### Materials provided
# # # # # # #

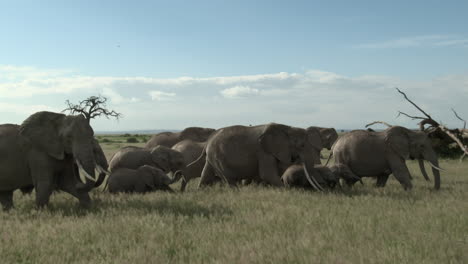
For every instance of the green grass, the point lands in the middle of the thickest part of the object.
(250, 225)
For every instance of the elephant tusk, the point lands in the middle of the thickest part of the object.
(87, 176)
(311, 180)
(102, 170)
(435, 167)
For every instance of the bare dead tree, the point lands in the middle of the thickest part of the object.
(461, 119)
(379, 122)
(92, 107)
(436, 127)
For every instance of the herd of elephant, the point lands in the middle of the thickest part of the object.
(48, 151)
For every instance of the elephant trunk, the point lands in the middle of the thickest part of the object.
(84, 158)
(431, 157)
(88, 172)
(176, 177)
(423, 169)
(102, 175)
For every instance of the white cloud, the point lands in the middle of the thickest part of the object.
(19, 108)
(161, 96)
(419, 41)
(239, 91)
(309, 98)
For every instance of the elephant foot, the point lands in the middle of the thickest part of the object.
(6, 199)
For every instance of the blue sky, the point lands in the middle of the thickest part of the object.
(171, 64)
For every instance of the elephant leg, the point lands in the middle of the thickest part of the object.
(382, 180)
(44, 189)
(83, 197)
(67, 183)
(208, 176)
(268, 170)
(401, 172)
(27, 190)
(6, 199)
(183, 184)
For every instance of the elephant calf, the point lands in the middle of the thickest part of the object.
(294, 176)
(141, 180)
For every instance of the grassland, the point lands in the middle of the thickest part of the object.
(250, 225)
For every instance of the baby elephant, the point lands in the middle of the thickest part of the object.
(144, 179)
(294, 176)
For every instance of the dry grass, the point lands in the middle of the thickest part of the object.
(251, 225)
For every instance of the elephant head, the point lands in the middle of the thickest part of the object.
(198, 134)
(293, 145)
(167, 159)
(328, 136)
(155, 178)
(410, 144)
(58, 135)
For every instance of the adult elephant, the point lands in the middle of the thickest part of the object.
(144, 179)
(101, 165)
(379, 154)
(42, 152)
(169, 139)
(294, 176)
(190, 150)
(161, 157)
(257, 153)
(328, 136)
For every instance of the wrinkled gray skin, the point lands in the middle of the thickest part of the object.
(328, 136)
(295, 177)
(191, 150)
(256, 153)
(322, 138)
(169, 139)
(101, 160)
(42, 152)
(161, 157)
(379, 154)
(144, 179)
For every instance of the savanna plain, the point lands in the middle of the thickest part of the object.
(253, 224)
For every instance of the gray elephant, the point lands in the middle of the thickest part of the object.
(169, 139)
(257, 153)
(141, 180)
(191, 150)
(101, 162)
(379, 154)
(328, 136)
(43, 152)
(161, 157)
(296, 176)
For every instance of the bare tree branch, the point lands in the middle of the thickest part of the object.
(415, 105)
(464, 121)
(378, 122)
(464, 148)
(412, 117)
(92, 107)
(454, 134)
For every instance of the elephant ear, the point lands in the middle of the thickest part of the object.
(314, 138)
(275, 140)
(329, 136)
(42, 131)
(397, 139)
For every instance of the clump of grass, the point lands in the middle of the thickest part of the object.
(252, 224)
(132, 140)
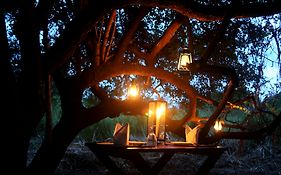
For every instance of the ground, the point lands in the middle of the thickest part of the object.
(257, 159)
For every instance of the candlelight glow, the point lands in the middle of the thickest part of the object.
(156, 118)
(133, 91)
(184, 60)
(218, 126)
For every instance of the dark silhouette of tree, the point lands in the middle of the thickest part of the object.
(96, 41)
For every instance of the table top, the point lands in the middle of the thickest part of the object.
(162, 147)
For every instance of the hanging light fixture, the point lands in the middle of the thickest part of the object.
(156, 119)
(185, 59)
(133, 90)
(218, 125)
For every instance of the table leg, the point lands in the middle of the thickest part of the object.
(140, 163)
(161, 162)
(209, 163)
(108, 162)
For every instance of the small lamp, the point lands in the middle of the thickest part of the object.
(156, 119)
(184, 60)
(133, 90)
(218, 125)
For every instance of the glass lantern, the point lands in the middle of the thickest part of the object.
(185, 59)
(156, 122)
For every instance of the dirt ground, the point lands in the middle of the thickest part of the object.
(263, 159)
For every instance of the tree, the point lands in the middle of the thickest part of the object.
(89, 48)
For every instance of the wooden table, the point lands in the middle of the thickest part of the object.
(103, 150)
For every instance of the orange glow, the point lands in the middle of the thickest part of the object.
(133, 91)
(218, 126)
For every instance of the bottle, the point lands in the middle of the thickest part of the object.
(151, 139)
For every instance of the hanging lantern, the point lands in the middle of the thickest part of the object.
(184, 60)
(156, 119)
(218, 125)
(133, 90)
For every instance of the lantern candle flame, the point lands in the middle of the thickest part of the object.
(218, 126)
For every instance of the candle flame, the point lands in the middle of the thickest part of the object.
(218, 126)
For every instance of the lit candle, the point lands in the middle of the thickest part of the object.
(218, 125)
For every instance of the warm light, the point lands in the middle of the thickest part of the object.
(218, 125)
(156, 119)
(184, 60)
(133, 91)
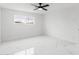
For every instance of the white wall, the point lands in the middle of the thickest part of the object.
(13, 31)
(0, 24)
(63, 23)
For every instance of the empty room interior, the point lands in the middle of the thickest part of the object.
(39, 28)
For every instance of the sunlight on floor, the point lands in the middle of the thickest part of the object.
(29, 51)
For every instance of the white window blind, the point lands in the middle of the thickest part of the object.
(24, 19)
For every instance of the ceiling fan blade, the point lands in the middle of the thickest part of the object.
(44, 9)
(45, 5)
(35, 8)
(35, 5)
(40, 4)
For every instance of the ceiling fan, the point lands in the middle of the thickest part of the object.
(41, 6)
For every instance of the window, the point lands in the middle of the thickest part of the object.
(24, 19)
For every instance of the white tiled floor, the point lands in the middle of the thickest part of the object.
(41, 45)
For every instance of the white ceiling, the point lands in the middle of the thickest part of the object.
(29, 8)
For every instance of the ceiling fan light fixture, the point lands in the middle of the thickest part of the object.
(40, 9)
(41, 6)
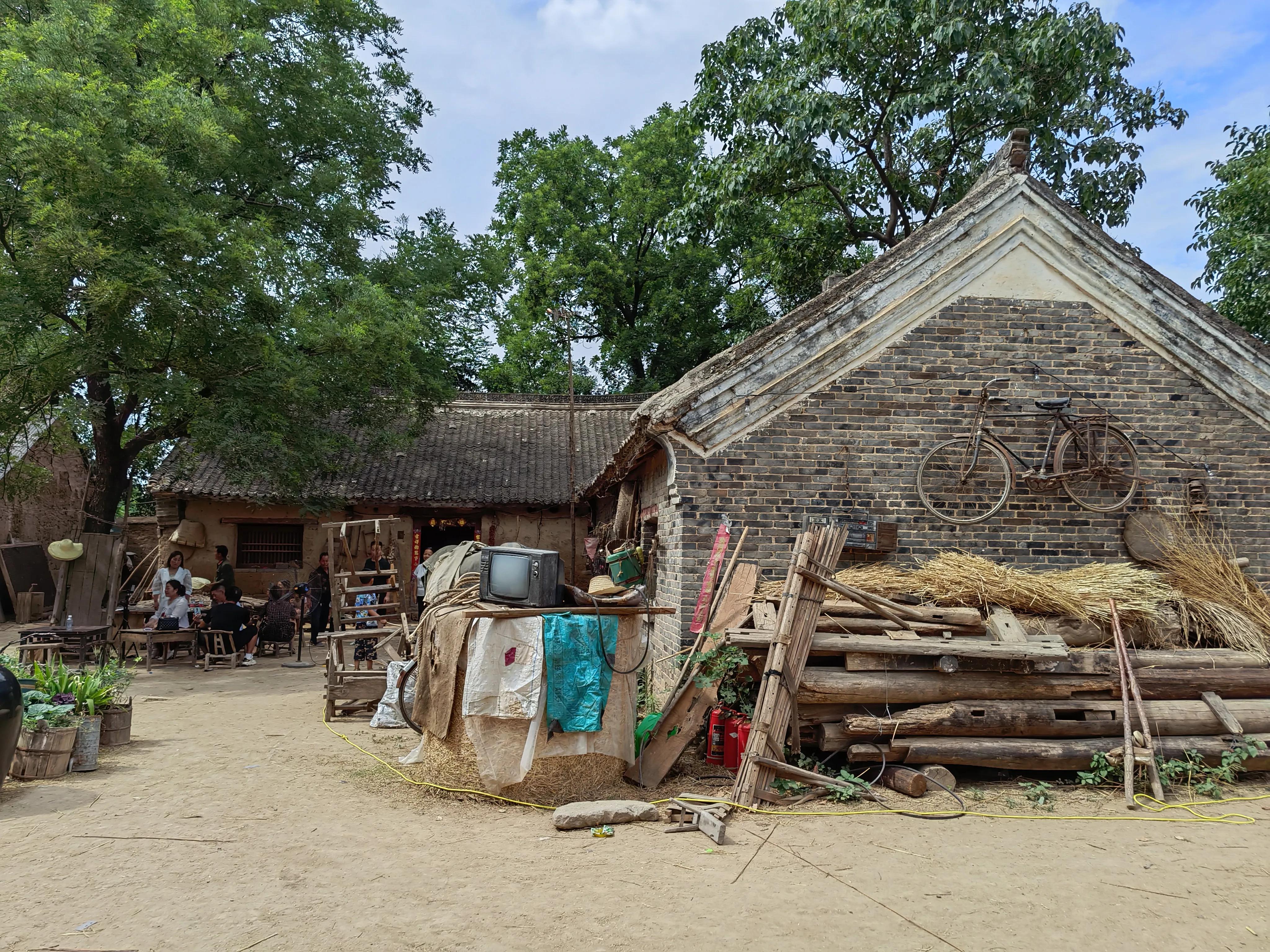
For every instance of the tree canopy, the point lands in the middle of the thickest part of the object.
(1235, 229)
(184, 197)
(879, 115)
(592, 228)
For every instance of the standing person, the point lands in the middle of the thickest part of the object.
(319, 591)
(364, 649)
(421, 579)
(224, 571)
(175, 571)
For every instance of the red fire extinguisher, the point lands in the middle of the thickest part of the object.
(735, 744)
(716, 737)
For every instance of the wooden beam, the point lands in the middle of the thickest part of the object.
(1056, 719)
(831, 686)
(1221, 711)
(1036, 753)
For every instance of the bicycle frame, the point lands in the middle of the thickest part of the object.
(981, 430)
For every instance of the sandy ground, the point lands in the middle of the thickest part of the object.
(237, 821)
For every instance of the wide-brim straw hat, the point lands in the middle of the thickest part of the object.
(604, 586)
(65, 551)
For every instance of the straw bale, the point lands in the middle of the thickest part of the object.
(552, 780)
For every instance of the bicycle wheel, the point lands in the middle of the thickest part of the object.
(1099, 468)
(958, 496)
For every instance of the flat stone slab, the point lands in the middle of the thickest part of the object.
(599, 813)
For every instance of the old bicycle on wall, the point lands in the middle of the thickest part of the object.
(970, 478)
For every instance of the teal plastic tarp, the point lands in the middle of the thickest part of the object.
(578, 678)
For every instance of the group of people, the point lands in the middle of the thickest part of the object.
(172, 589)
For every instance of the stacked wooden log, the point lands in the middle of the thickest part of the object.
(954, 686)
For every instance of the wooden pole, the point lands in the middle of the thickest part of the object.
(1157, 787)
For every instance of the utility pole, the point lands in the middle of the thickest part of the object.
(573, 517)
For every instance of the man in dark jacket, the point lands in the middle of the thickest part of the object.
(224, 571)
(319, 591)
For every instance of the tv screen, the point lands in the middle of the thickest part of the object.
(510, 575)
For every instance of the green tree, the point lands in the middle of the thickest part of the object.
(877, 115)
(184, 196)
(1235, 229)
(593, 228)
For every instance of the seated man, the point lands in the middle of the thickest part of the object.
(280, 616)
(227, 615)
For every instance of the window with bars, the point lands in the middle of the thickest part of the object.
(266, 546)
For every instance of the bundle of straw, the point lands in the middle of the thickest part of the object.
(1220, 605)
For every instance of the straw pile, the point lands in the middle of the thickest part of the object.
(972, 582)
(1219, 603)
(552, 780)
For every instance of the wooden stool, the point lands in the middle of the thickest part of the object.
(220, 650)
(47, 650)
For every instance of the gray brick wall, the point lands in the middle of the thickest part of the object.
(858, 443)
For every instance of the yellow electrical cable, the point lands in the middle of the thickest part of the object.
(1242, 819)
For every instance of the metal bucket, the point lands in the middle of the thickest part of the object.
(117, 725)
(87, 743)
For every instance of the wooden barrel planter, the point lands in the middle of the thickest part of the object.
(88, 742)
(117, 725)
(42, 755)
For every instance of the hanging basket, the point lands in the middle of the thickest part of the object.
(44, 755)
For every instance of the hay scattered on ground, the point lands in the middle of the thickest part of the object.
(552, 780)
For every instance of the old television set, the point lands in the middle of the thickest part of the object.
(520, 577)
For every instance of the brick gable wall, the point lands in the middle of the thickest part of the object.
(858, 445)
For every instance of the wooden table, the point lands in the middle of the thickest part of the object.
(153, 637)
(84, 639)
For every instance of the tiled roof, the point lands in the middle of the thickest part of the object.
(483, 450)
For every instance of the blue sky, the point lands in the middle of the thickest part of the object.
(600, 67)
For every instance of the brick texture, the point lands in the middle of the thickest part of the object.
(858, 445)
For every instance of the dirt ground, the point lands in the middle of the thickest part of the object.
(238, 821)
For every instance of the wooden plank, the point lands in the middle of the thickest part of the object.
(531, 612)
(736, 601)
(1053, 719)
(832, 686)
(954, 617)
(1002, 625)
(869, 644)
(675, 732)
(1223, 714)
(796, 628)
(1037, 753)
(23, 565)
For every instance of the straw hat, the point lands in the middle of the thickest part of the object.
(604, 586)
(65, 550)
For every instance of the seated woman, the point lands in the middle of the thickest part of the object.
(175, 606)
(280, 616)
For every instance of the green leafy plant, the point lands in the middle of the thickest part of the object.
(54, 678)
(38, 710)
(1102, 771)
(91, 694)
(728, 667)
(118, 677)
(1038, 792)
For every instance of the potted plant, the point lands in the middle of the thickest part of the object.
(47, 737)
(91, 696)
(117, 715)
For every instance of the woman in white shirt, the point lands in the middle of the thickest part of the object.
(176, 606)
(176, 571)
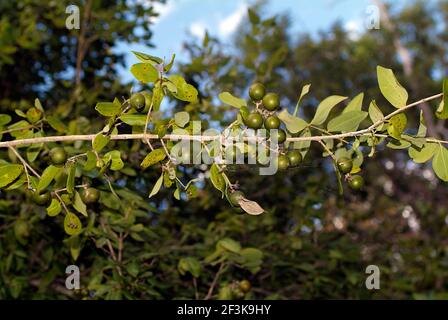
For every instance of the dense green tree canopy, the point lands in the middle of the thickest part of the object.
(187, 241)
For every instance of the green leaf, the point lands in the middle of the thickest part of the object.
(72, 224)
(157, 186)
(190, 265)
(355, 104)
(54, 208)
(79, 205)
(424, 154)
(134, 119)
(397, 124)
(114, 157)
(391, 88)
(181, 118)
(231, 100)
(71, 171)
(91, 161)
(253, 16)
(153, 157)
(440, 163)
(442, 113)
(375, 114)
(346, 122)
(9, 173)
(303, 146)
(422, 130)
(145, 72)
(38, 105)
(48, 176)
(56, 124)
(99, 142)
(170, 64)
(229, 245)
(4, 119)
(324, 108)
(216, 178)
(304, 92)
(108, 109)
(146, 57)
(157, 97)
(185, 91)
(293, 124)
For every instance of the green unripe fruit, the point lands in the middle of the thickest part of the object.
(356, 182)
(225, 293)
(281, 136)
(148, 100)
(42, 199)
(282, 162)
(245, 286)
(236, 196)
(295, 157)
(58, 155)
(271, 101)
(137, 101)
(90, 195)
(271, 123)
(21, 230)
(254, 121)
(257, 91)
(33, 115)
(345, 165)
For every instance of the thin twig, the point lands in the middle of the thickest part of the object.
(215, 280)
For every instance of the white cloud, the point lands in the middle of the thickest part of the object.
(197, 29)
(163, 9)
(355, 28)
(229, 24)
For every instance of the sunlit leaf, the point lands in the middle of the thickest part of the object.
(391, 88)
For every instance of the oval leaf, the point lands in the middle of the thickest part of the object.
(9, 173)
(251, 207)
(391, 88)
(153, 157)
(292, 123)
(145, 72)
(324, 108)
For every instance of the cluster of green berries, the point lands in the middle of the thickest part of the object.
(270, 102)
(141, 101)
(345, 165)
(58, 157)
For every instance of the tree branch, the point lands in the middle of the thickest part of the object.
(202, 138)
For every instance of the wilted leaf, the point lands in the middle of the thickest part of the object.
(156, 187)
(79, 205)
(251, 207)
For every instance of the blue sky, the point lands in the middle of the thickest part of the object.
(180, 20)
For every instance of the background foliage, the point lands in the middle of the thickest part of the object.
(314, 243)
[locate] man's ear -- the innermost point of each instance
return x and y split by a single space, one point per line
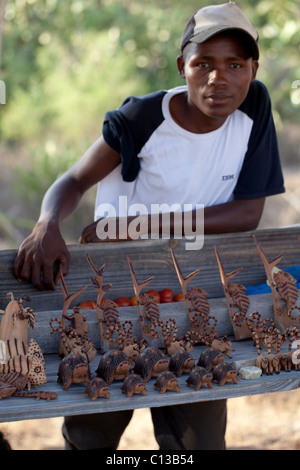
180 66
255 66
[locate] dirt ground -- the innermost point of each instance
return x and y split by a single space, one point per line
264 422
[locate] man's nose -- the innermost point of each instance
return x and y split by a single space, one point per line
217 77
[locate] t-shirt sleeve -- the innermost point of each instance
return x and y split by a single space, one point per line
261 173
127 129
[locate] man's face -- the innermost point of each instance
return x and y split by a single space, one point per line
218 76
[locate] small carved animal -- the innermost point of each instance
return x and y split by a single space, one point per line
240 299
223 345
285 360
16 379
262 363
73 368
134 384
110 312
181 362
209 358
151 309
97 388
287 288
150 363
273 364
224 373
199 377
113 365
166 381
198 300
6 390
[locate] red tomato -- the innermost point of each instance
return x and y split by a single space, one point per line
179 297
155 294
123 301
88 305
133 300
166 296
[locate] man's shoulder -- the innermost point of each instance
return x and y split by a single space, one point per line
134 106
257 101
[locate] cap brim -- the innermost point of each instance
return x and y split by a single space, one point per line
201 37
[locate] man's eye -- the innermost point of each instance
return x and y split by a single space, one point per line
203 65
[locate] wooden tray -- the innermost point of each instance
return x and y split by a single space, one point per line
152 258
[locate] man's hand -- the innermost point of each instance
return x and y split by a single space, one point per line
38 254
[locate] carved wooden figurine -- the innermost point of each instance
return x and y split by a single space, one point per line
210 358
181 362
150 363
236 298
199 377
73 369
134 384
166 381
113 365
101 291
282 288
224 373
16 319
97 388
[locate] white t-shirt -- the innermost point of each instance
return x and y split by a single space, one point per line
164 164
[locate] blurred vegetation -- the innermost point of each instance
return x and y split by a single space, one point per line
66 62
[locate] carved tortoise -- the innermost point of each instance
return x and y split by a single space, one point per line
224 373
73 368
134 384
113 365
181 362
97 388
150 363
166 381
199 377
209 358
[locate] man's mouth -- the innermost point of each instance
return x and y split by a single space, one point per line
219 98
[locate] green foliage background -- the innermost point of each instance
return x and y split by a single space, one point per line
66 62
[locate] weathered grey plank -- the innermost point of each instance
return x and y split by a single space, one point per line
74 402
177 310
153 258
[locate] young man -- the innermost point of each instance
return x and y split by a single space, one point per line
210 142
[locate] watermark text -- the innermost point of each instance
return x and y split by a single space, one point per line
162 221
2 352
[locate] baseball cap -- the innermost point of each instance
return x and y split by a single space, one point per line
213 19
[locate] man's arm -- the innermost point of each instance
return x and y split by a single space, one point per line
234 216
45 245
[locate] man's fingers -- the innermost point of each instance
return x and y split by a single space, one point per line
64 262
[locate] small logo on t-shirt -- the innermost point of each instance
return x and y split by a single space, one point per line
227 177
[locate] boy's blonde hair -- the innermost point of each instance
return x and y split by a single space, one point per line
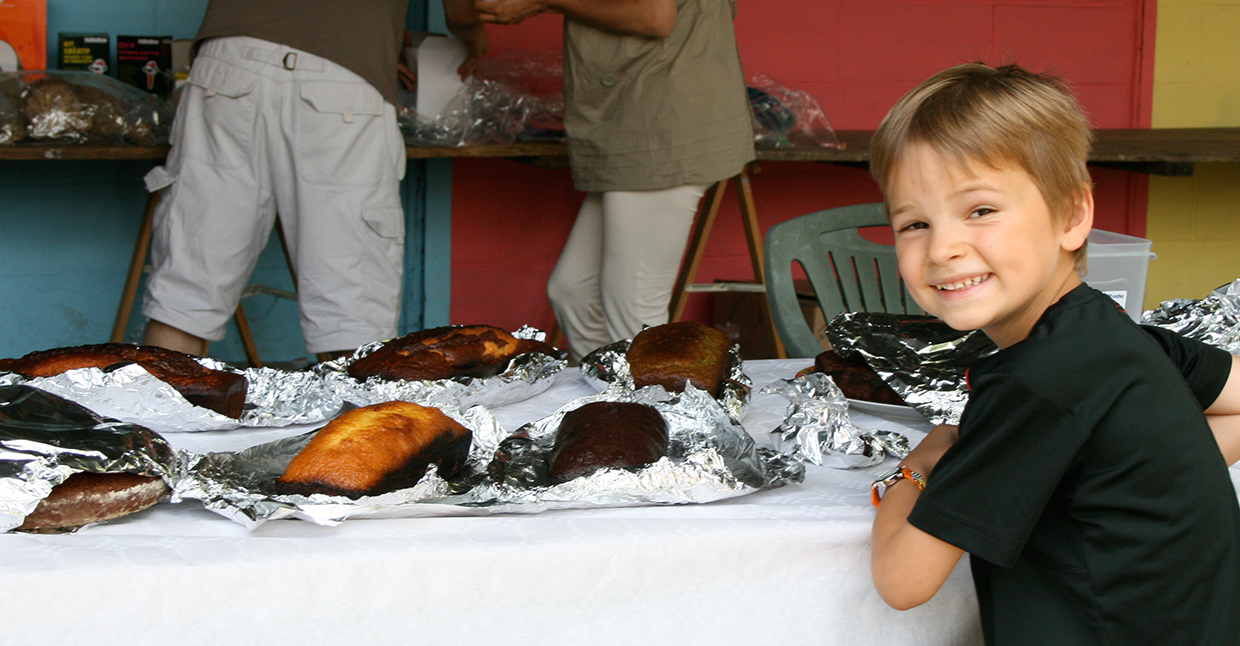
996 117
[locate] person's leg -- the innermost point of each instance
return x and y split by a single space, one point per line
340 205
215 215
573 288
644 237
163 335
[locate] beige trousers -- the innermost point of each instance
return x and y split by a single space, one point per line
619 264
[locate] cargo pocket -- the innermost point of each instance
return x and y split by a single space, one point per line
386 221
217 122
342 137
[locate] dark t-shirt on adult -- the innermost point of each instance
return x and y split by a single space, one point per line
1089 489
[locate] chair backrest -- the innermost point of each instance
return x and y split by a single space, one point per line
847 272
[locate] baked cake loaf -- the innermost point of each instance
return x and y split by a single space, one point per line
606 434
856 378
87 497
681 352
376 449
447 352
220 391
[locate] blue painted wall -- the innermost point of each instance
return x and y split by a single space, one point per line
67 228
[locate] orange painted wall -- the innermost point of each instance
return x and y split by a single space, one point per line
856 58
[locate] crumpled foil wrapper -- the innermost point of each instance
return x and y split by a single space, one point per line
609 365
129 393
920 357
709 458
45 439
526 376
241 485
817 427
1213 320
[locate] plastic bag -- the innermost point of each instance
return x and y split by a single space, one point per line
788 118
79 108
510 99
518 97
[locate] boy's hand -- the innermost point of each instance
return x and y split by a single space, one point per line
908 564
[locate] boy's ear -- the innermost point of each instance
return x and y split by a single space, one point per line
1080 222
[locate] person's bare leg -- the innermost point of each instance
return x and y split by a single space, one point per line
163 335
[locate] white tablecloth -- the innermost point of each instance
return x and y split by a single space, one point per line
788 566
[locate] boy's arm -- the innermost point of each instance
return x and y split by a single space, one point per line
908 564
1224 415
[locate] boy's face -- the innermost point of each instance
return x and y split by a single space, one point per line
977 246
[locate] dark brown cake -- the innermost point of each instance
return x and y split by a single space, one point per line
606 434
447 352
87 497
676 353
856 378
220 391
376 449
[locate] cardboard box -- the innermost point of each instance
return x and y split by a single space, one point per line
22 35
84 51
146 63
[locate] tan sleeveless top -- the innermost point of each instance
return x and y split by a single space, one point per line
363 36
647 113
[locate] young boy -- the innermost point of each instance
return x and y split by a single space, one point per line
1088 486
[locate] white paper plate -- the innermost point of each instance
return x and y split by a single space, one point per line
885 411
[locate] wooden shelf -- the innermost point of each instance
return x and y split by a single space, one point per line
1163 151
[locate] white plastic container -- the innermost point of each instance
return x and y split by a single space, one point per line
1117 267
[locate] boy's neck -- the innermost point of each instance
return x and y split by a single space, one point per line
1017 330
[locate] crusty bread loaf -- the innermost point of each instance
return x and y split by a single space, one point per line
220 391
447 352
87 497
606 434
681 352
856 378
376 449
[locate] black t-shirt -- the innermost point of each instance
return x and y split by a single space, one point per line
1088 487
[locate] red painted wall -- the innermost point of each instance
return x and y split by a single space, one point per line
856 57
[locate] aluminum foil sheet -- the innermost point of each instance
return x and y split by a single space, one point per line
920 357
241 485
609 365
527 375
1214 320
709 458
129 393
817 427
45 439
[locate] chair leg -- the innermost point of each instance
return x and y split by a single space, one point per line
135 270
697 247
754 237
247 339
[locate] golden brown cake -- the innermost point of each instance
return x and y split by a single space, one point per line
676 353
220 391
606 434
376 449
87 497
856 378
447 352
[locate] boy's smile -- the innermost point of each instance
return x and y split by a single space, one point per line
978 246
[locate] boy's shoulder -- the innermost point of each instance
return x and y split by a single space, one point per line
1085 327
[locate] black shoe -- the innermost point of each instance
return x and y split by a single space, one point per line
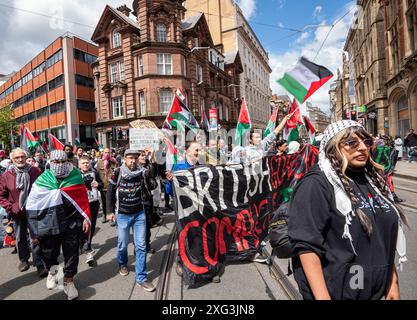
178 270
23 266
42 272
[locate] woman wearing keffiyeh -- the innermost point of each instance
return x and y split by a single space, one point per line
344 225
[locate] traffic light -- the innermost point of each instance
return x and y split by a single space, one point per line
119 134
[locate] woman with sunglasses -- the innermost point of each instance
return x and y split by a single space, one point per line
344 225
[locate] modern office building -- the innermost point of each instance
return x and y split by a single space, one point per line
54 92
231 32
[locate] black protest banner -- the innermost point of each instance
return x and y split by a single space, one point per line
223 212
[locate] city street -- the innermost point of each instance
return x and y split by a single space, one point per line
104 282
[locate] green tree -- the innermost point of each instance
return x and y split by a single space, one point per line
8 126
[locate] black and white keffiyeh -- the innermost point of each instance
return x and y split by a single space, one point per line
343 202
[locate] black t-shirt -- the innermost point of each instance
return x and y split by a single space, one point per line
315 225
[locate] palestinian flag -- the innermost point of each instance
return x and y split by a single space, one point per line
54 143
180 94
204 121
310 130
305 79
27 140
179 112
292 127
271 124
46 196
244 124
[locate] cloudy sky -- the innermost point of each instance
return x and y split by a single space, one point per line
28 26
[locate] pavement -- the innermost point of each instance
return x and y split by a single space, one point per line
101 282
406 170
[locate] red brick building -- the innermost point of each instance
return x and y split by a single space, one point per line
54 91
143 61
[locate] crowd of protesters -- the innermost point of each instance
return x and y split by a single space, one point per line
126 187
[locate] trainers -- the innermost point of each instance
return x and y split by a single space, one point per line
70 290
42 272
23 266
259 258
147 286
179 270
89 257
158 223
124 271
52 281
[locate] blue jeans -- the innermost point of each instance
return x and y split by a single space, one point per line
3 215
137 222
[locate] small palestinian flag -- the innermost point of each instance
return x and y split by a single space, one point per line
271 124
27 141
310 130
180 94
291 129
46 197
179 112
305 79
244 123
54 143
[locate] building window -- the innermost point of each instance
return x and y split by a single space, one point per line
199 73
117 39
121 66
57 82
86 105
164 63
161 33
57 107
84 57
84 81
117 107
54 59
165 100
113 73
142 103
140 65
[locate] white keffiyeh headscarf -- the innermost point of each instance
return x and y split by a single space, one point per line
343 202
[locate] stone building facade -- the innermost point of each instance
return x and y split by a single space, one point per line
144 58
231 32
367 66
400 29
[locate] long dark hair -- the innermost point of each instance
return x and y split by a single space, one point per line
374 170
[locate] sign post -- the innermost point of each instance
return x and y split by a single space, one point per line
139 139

# # # # # # #

### Exercise
Find all the lines containing "black" in the material, then copy them.

### Solution to this problem
[locate] black t-shirt -- the innermost point of each instance
[locate] black shoe -- the innermost point of each instance
[locate] black protest banner -- the innermost point of each instance
[locate] black and white keffiyeh -- the innermost point of each instance
[locate] black t-shirt -- the innermost point of each instance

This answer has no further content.